(Texto extraído)
▬▬▬▬▬▬▬▬▬▬
Pero a pesar de lo amenazadora que esa realidad pueda ser algún día, sé que también habrá riqueza. Lo sé cuando veo a mi suegra recién viuda y a mi hija riendo juntas, poniendo caras tontas en la mesa. Ninguna cantidad de risas de su nieta podrá devolverle a su esposo, darle una casa propia, enseñarla a conducir un auto o infundirle confianza para hablar en inglés. Pero esas risas sí la hacen sonreír. Hacen sus días un poco más luminosos.
Si algo me ha enseñado el hecho de vivir con mi suegra, es que si las cosas están desgastadas, están desgastadas. No se puede disimular el hecho de que el tiempo puede ser despiadado, despojándonos de seguridad y de comodidad. Pero también hay abundancia, y no de forma superficial. Hay una lujosa riqueza real que se mueve junto a las partes desoladas de nuestras vidas. Los vacíos en nuestros corazones permanecen, pero las flores crecen a su alrededor.
El Señor Jesús dijo: “Bienaventurados los que lloran, porque ellos recibirán consolación” (Mateo 5.4). No dijo: “Bienaventurados los que lloran, porque algún día recibirán consolación”, y yo le creo. La sanación es aquí y ahora. No tenemos que esperar que nuestras vidas terminen para recibirla. Y sus palabras cobran sentido cada vez que veo a mi enlutada suegra enseñarle mandarín a mi hija.
▬▬▬▬▬▬▬▬▬▬
(Con la información)
a. Enumere todas las cosas que, según el texto extraído, las risas de la nieta no pueden darle ni hacer por la suegra.
b. Transcriba del texto extraído el fragmento que comienza en "El Señor Jesús" y termina en "mandarín a mi hija.".
c. ¿Qué idioma le enseña la suegra a la hija en el texto extraído?
▬▬▬▬▬▬▬▬▬▬
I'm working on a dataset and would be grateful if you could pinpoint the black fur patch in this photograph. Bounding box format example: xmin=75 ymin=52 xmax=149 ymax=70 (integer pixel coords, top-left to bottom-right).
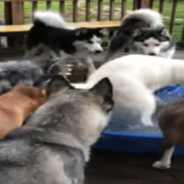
xmin=26 ymin=21 xmax=103 ymax=56
xmin=134 ymin=29 xmax=170 ymax=42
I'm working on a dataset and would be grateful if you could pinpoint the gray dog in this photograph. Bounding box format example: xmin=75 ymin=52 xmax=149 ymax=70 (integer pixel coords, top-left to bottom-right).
xmin=0 ymin=75 xmax=113 ymax=184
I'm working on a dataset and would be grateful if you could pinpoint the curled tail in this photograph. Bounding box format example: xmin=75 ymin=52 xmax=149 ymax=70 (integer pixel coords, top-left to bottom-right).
xmin=106 ymin=9 xmax=163 ymax=61
xmin=33 ymin=11 xmax=66 ymax=28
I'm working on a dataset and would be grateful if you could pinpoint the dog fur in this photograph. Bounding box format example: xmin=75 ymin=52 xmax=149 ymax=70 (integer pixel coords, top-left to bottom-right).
xmin=0 ymin=84 xmax=47 ymax=139
xmin=153 ymin=99 xmax=184 ymax=169
xmin=73 ymin=55 xmax=184 ymax=125
xmin=0 ymin=60 xmax=45 ymax=94
xmin=25 ymin=12 xmax=103 ymax=58
xmin=0 ymin=76 xmax=113 ymax=184
xmin=106 ymin=9 xmax=176 ymax=60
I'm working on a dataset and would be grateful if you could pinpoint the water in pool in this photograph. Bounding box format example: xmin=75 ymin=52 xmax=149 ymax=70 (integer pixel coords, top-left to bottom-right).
xmin=106 ymin=86 xmax=184 ymax=135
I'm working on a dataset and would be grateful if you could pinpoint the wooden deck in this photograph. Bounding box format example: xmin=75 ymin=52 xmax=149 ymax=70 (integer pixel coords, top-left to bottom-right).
xmin=85 ymin=151 xmax=184 ymax=184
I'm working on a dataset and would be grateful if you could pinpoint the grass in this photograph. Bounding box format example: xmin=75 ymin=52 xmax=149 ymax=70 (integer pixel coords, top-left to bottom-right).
xmin=0 ymin=0 xmax=184 ymax=41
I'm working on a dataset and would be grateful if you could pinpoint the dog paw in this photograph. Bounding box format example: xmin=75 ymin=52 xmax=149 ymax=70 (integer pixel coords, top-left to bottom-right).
xmin=152 ymin=161 xmax=171 ymax=169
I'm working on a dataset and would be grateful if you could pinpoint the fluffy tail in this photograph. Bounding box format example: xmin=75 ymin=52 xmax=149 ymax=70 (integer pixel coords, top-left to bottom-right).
xmin=33 ymin=11 xmax=66 ymax=28
xmin=106 ymin=9 xmax=163 ymax=60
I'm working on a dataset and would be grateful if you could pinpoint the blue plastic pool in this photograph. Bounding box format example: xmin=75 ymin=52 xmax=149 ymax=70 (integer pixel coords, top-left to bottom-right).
xmin=94 ymin=86 xmax=184 ymax=155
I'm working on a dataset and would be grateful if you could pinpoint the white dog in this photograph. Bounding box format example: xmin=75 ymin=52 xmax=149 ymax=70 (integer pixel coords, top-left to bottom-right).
xmin=74 ymin=55 xmax=184 ymax=125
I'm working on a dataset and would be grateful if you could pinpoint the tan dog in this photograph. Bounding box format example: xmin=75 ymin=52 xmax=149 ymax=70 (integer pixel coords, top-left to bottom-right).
xmin=153 ymin=100 xmax=184 ymax=169
xmin=0 ymin=84 xmax=47 ymax=139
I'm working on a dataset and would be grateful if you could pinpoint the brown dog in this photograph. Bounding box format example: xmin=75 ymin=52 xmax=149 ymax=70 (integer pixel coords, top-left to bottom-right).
xmin=0 ymin=84 xmax=47 ymax=139
xmin=153 ymin=100 xmax=184 ymax=169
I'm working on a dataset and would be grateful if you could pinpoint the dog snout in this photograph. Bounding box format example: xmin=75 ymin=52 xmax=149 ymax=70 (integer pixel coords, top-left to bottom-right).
xmin=95 ymin=50 xmax=102 ymax=54
xmin=148 ymin=52 xmax=156 ymax=56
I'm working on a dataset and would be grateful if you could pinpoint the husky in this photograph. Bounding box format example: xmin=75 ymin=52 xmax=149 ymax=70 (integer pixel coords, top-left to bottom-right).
xmin=72 ymin=55 xmax=184 ymax=126
xmin=152 ymin=99 xmax=184 ymax=169
xmin=0 ymin=75 xmax=113 ymax=184
xmin=48 ymin=55 xmax=96 ymax=78
xmin=24 ymin=11 xmax=104 ymax=58
xmin=0 ymin=60 xmax=44 ymax=94
xmin=106 ymin=9 xmax=176 ymax=60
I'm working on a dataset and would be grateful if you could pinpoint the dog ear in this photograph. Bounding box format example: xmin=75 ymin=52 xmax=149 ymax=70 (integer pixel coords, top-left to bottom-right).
xmin=99 ymin=29 xmax=108 ymax=35
xmin=159 ymin=28 xmax=171 ymax=38
xmin=48 ymin=75 xmax=73 ymax=94
xmin=75 ymin=28 xmax=87 ymax=36
xmin=90 ymin=78 xmax=113 ymax=98
xmin=134 ymin=29 xmax=142 ymax=37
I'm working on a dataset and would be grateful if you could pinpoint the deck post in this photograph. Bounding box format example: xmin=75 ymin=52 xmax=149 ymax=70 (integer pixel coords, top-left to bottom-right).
xmin=11 ymin=0 xmax=23 ymax=25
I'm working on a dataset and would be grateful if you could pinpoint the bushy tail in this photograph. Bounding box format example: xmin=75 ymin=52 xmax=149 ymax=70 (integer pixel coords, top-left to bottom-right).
xmin=33 ymin=10 xmax=66 ymax=28
xmin=106 ymin=9 xmax=163 ymax=61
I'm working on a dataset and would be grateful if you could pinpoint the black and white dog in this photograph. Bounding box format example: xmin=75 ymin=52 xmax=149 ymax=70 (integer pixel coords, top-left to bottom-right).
xmin=106 ymin=9 xmax=176 ymax=60
xmin=25 ymin=11 xmax=103 ymax=58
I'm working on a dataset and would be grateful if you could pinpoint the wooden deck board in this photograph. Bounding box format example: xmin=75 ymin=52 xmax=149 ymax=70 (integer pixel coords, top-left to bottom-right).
▬▬▬▬▬▬▬▬▬▬
(Soluciones propuestas)
a. Devolverle a su esposo, darle una casa propia, enseñarla a conducir un auto e infundirle confianza para hablar en inglés.

b.
El Señor Jesús dijo: “Bienaventurados los que lloran, porque ellos recibirán consolación” (Mateo 5.4). No dijo: “Bienaventurados los que lloran, porque algún día recibirán consolación”, y yo le creo. La sanación es aquí y ahora. No tenemos que esperar que nuestras vidas terminen para recibirla. Y sus palabras cobran sentido cada vez que veo a mi enlutada suegra enseñarle mandarín a mi hija.

c. Le enseña mandarín.